----- Task inputs

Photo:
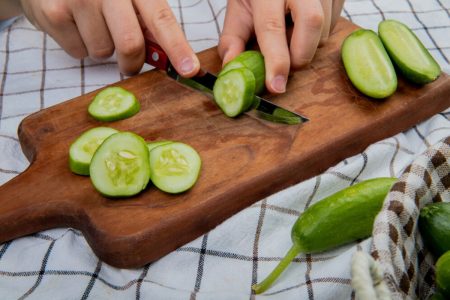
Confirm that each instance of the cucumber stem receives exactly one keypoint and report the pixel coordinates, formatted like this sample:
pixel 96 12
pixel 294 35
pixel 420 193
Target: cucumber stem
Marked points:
pixel 287 259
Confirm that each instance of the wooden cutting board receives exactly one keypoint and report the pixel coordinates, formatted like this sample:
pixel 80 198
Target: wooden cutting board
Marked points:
pixel 244 159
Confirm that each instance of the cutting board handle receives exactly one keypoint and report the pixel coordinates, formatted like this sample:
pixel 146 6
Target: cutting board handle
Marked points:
pixel 29 205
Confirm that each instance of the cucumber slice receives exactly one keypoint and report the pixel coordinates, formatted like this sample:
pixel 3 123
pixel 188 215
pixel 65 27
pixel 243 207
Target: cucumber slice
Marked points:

----------

Write the records above out again exactly, but not the pictures.

Photo:
Confirm that each instance of the cucumber stem receives exactly one keypoint and report the pixel coordinates, formatted like this sample:
pixel 96 12
pixel 294 35
pixel 420 193
Target: cucumber stem
Marked points:
pixel 287 259
Confirm that each instance of the wooden cutting board receives exactly one keypoint and report the pixel coordinates, formatted like this sample:
pixel 80 198
Target: wooden cutting board
Marked points:
pixel 244 159
Confirm that each instance of the cutting board handle receives exactly one keypoint and report the pixel coordinates, formatted like this sample:
pixel 146 6
Target: cutting board handle
Marked points:
pixel 29 205
Confirm that each instance of the cucumber slice receives exactly one keypoint and report the pixel coordinates, formatted like this sample:
pixel 3 123
pixel 188 215
pixel 65 27
pixel 243 207
Target: cucumber slice
Marked points:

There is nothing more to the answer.